[Opening DATASET RECORDS section]
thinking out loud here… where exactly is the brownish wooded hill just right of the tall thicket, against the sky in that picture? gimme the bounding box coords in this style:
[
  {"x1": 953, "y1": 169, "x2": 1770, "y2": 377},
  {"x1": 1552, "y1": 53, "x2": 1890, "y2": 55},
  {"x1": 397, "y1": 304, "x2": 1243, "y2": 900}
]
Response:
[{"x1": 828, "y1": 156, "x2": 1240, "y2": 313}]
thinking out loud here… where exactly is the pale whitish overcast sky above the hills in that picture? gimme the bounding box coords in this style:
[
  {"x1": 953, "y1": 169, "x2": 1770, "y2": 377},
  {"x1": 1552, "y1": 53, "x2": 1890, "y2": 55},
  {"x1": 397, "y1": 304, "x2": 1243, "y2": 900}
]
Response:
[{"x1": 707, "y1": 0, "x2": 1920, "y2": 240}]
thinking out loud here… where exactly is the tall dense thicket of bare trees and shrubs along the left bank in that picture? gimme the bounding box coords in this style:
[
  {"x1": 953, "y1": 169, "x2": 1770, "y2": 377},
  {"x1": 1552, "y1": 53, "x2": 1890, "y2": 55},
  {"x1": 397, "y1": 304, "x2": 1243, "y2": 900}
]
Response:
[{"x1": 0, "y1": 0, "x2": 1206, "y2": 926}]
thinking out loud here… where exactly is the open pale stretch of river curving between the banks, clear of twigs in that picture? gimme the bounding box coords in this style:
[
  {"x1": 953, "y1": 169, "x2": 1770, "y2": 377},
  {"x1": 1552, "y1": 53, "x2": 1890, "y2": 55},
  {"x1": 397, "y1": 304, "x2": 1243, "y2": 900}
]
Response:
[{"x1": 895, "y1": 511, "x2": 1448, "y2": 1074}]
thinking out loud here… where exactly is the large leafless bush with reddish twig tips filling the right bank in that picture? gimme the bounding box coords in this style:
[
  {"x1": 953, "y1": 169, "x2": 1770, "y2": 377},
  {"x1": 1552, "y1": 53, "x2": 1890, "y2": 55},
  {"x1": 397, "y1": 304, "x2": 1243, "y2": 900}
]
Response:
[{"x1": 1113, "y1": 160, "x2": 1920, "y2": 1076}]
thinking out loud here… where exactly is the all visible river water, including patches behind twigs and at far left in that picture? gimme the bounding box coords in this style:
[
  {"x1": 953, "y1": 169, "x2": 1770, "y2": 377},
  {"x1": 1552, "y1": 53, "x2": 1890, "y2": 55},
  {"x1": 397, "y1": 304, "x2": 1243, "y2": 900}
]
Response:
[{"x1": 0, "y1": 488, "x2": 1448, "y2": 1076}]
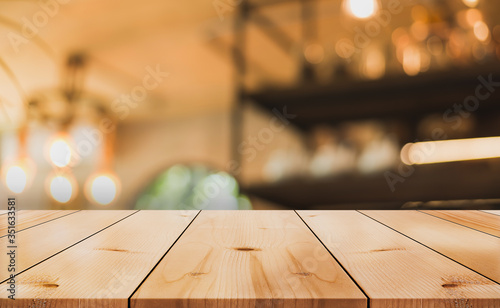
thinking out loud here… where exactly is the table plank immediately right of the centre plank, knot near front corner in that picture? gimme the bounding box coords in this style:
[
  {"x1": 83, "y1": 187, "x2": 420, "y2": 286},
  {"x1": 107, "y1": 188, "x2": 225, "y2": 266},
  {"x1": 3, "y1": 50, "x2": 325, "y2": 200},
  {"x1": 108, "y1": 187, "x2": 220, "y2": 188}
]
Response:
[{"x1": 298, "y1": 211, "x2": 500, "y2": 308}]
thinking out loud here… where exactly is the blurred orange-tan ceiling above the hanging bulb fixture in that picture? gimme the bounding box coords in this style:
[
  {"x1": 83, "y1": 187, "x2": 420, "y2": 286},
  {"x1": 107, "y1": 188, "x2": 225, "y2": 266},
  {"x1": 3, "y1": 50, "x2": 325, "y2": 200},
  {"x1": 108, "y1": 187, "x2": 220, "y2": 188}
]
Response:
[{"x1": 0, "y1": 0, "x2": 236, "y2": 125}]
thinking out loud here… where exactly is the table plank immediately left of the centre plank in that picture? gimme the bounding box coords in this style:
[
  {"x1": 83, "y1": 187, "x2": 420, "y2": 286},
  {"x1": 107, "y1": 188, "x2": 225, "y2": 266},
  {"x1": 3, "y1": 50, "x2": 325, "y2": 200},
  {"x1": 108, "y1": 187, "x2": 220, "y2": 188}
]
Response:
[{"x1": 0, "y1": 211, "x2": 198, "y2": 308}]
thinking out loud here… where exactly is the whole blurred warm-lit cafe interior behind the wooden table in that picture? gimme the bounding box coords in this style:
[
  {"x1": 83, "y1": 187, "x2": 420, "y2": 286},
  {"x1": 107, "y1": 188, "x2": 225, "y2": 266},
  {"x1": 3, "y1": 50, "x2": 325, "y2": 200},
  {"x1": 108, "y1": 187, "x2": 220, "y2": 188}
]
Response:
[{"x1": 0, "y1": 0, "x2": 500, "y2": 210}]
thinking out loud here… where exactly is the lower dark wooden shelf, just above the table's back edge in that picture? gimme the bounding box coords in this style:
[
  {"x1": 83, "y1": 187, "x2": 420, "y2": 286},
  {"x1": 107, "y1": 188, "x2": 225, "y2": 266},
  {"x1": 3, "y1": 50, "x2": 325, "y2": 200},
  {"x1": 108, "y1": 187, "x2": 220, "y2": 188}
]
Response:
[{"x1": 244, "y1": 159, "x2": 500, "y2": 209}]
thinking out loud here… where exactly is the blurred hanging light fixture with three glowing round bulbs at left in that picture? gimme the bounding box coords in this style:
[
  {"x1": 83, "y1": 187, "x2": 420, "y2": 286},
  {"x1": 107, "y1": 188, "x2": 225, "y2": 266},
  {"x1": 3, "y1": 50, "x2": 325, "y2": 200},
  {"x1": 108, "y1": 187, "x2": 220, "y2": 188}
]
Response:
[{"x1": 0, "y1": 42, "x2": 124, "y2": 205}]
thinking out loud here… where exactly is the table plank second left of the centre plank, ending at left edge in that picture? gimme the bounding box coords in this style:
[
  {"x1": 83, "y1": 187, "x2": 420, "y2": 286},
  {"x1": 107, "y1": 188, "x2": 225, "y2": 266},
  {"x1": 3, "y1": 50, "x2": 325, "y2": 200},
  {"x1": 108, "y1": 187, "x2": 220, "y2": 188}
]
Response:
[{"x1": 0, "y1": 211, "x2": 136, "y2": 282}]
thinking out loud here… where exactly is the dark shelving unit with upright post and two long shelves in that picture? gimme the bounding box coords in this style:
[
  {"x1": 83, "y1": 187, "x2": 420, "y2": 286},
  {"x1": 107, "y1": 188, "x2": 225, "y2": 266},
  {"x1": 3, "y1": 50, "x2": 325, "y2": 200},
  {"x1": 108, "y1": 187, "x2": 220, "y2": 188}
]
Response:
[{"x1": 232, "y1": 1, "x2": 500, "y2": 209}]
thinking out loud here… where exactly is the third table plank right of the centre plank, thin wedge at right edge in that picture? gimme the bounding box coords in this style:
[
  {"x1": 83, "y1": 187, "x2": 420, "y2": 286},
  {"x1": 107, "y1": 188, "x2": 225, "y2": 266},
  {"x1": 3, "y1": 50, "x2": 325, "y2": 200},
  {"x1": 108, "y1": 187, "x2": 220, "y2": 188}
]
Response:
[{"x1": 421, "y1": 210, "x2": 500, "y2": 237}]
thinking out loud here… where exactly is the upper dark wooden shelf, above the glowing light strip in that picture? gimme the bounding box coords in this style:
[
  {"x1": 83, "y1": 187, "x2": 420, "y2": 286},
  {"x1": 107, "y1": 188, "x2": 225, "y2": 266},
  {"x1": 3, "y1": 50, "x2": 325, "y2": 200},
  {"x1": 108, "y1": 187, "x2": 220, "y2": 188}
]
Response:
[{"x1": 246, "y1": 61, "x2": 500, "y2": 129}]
[Closing DATASET RECORDS section]
[Opening DATASET RECORDS section]
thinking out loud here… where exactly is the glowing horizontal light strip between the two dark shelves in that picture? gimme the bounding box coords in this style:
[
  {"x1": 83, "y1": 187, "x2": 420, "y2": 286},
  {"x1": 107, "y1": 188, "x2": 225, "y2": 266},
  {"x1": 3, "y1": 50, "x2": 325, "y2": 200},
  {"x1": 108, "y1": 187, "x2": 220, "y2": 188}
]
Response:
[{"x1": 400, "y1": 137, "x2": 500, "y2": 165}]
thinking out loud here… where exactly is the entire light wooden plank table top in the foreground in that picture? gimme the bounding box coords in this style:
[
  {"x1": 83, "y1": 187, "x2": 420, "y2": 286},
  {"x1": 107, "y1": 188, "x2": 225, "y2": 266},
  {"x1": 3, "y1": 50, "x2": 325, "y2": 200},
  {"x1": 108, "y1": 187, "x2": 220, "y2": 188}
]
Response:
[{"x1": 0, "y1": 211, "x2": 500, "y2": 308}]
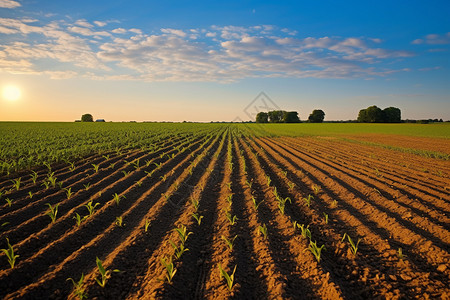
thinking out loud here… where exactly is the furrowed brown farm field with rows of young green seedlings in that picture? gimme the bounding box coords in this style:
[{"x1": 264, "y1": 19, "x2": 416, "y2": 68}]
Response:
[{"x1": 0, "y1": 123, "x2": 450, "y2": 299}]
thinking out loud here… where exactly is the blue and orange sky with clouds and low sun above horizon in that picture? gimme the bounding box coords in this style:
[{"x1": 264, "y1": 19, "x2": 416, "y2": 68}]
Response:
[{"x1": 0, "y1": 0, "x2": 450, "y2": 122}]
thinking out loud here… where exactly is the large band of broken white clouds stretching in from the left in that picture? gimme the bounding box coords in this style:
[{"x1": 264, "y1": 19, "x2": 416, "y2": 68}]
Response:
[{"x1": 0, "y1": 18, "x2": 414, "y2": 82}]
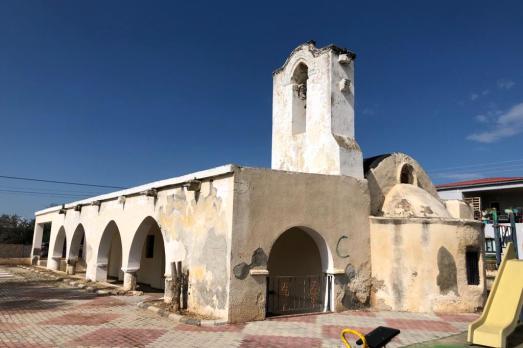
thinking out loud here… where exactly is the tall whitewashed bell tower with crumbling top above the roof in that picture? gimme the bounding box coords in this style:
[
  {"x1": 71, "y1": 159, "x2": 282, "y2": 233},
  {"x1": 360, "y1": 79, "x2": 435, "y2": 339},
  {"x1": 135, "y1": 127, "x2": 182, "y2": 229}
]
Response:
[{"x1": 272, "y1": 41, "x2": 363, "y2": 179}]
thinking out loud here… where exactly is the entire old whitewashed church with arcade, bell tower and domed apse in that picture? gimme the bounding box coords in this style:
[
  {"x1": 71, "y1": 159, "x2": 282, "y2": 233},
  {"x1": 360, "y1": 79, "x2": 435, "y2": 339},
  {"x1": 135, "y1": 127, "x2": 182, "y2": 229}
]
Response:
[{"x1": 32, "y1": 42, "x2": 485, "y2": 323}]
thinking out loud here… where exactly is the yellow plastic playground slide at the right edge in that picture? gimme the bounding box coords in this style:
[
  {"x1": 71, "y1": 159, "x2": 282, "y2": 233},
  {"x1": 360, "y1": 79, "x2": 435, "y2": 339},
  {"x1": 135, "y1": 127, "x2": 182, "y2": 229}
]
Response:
[Closing DATASET RECORDS section]
WHAT TO DO ::
Note each line above that holds "plank", then copy all of them.

RESPONSE BELOW ::
thinking out loud here… where exactly is the table plank immediately right of the centre plank, knot near front corner in that picture? gimme the bounding box coords in this style:
thinking out loud here… where exactly is the table plank immediately left of the centre plank in that picture? gimme the bounding box coords in this style:
thinking out loud here… where exactly is the table plank second left of the centre plank, ending at left edge in that picture? gimme the bounding box coords in this style:
thinking out loud here… where exactly is the third table plank right of the centre plank, thin wedge at right edge in that picture? gimme the bounding box coords in this style:
thinking out loud here… where exactly is the entire light wooden plank table top in the foreground in that picture? gimme the bounding box coords in this style:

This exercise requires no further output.